---------- Records supplied

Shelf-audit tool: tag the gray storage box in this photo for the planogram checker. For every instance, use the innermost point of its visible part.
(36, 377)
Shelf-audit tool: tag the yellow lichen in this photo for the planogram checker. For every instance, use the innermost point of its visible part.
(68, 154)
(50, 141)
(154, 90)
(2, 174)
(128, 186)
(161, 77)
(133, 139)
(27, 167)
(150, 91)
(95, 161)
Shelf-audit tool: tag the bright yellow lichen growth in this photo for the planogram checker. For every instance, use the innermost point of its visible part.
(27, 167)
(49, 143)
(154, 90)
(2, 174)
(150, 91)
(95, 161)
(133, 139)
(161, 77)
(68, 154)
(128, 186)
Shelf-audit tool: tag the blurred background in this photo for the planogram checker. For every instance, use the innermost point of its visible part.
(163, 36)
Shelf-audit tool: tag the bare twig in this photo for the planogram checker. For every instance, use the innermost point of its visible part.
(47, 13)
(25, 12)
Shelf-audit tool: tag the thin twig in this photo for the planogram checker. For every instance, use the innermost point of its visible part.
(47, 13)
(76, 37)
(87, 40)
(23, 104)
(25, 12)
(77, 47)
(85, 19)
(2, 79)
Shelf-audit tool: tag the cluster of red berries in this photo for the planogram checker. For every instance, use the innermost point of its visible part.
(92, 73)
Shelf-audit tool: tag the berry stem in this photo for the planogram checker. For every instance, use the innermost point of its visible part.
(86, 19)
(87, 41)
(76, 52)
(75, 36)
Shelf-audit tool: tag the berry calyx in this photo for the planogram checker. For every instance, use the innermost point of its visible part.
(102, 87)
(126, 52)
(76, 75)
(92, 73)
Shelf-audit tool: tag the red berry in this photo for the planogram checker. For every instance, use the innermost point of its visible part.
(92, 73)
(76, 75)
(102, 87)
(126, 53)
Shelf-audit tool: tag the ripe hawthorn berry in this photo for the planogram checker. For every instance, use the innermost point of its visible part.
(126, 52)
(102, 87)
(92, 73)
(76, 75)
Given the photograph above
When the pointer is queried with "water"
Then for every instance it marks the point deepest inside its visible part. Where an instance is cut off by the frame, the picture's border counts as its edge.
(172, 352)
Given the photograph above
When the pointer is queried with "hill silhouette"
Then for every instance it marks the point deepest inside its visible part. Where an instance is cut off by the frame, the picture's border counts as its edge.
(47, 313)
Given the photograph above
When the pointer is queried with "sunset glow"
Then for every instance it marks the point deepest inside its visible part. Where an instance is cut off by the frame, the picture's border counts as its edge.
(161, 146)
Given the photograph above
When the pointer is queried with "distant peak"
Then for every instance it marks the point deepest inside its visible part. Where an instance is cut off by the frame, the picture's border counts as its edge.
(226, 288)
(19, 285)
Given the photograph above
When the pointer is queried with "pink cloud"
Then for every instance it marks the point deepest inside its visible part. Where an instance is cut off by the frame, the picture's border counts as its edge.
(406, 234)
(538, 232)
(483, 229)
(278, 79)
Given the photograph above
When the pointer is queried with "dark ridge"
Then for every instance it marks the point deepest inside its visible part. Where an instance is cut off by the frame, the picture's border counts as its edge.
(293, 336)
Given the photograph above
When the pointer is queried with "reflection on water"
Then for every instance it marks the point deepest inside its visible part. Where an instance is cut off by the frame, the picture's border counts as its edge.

--------------------

● Task requirements
Report the count of lines in the entries that contain "queried". Nothing else should be given.

● Result of this exercise
7